++++ Extract to read ++++
We will meet today to discuss progresses made towards building a digital twin model of the retina. For the past few weeks, we focused on assembling datasets and building a robust imputation pipeline. @vaishnavi.nagesh has made some good progress on that front. We continue the discussions on this and support her work.
Some changes:
We are making rapid progress and so we will switch to a weekly meeting format starting next week (every Thursday 10 am PST). We aim to push this work into a publication quickly and we can use all the help we can from you. Some tasks in mind are: (a) literature review, (b) coding, (c) making figures/diagrams, (d) building an interactive dashboard & web interface.
We will organize a bi-weekly working session focused on paired/group coding, using VSCode’s Live Share extension. This meeting will be every other Friday 11 am PST. This meeting is intended to get members up to speed with accessing and manipulating data, so that all of us can feel comfortable using developer tools. Come to code with us and ask questions.
Within the project, we will self-organize into two sub-group cohorts. One coding cohort, and the other data cohort. The coding cohort’s job is to test new features & models. The data cohort’s focus is on assembling more relevant dataset and putting everything together so that the dataset can be used by the coding cohort. You are welcome to join either or both. Our goal is to build this out into a foundational model of the retina. We will have some in-depth discussions on foundational models. I can tell you that this is really exciting!
Hi Jian,
Hope the meeting went well and I am terribly sorry for not being able to make it today. I’ll listen to the recording.
No drastic updates from my end, very minor ones:
Imputation code has been merged and I have started documenting methods and results from imputation. I’ll upload the doc into google drive.
Started comparing our imputation approach to the reference publication of GANs that was posted on this forum.
In general have started reading about GANs for next steps, but happy to pivot to anything that needs more attention.
Today and tomorrow joining meeting + coding session is a little bit difficult since I need to tend to a health care issue.
We had a short meeting today and I did not end up recording it but will write an update here instead (faster this way).
++++ Provided information ++++
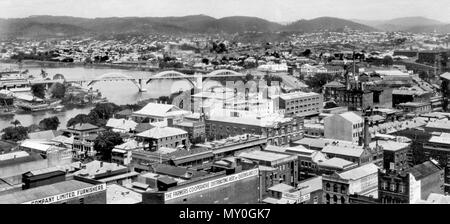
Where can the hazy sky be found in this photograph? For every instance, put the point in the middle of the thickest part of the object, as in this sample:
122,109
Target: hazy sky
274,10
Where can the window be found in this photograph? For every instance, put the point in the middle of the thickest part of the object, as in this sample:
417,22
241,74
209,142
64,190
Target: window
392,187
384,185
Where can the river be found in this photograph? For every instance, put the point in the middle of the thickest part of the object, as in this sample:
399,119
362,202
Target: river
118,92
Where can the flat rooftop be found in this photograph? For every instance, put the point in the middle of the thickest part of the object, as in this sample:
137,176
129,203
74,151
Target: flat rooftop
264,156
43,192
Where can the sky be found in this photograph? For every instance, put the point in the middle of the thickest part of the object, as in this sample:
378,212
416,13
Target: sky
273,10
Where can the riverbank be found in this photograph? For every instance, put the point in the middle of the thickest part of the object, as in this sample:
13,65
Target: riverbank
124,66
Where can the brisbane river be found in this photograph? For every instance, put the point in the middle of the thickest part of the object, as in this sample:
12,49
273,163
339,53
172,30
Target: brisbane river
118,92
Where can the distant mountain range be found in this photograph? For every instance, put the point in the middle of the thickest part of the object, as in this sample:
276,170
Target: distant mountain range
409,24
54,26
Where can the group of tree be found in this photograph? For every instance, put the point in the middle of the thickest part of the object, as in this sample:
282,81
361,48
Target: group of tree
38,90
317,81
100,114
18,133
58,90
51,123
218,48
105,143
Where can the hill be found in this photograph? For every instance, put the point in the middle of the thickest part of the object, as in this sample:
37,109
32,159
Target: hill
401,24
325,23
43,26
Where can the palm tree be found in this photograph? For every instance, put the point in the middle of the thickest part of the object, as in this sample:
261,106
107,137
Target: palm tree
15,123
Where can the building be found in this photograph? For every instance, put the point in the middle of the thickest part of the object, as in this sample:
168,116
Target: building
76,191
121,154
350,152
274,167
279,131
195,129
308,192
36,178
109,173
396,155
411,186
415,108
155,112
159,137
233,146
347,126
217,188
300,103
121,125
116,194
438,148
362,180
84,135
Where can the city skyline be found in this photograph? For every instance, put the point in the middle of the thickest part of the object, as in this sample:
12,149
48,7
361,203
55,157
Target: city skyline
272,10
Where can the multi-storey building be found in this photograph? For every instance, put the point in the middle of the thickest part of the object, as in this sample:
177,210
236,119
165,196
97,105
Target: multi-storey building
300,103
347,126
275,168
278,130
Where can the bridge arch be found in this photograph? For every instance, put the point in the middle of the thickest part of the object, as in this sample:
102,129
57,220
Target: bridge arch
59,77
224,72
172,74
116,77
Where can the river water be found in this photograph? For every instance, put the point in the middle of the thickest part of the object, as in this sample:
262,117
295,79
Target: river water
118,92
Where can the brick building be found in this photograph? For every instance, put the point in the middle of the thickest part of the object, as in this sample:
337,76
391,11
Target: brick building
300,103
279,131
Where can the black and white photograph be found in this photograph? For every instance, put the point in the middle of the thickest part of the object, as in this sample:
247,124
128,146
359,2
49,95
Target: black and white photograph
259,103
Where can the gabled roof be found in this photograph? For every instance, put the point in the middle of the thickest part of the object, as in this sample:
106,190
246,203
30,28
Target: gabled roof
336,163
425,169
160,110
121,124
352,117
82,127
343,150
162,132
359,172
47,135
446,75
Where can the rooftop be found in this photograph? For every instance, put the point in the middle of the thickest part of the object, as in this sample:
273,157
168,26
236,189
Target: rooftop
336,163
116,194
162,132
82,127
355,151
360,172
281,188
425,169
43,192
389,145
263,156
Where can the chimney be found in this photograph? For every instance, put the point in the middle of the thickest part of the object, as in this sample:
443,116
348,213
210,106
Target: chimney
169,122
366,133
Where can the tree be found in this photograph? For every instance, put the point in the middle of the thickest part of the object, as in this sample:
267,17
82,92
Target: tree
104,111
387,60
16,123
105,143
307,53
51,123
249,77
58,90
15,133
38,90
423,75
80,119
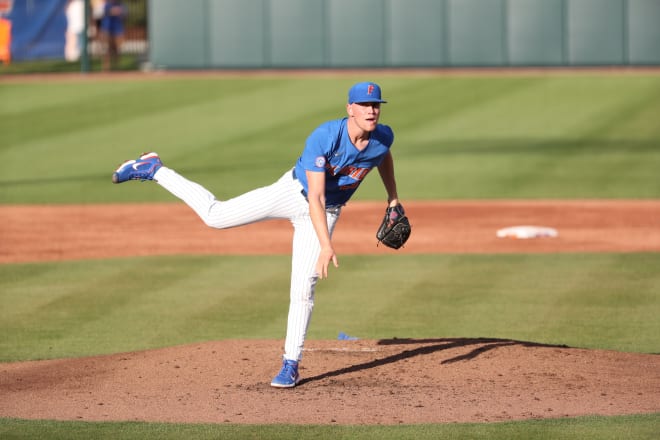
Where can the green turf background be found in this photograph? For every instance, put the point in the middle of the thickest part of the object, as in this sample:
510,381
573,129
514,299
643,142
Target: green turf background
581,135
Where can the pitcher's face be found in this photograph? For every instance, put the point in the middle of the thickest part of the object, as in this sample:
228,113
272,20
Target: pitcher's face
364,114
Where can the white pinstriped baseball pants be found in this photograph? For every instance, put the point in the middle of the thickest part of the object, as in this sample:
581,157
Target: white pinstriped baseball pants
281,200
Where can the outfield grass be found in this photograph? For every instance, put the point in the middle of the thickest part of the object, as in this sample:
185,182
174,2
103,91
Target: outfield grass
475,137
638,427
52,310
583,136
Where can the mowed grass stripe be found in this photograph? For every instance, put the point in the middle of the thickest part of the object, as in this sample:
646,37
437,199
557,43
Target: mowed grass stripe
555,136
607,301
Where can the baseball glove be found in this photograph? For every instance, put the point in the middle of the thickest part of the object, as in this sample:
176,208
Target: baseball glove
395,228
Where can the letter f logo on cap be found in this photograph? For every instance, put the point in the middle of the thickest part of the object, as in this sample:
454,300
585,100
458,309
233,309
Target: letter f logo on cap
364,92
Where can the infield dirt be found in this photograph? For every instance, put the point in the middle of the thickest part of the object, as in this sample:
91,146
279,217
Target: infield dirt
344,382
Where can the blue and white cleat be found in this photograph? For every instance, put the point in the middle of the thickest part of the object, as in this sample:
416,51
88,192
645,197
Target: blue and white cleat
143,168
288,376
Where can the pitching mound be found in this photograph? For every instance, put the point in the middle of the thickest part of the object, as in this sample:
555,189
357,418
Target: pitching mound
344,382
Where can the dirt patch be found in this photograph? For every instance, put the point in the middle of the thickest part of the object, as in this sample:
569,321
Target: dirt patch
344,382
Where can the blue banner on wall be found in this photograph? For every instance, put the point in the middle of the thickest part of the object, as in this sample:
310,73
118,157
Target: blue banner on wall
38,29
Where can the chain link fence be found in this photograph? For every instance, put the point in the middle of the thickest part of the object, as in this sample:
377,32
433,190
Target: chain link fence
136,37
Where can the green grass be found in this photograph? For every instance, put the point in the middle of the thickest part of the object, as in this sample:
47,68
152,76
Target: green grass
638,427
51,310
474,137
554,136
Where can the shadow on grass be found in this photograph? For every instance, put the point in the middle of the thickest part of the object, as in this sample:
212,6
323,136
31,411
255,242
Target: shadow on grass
++++
# How to complete this task
Reproduce the entire forum thread above on the retina digital twin project meetings, word for word.

# Solution to this task
We will meet today to discuss progresses made towards building a digital twin model of the retina. For the past few weeks, we focused on assembling datasets and building a robust imputation pipeline. @vaishnavi.nagesh has made some good progress on that front. We continue the discussions on this and support her work.
Some changes:
We are making rapid progress and so we will switch to a weekly meeting format starting next week (every Thursday 10 am PST). We aim to push this work into a publication quickly and we can use all the help we can from you. Some tasks in mind are: (a) literature review, (b) coding, (c) making figures/diagrams, (d) building an interactive dashboard & web interface.
We will organize a bi-weekly working session focused on paired/group coding, using VSCode’s Live Share extension. This meeting will be every other Friday 11 am PST. This meeting is intended to get members up to speed with accessing and manipulating data, so that all of us can feel comfortable using developer tools. Come to code with us and ask questions.
Within the project, we will self-organize into two sub-group cohorts. One coding cohort, and the other data cohort. The coding cohort’s job is to test new features & models. The data cohort’s focus is on assembling more relevant dataset and putting everything together so that the dataset can be used by the coding cohort. You are welcome to join either or both. Our goal is to build this out into a foundational model of the retina. We will have some in-depth discussions on foundational models. I can tell you that this is really exciting!
Hi Jian,
Hope the meeting went well and I am terribly sorry for not being able to make it today. I’ll listen to the recording.
No drastic updates from my end, very minor ones:
Imputation code has been merged and I have started documenting methods and results from imputation. I’ll upload the doc into google drive.
Started comparing our imputation approach to the reference publication of GANs that was posted on this forum.
In general have started reading about GANs for next steps, but happy to pivot to anything that needs more attention.
Today and tomorrow joining meeting + coding session is a little bit difficult since I need to tend to a health care issue.
We had a short meeting today and I did not end up recording it but will write an update here instead (faster this way).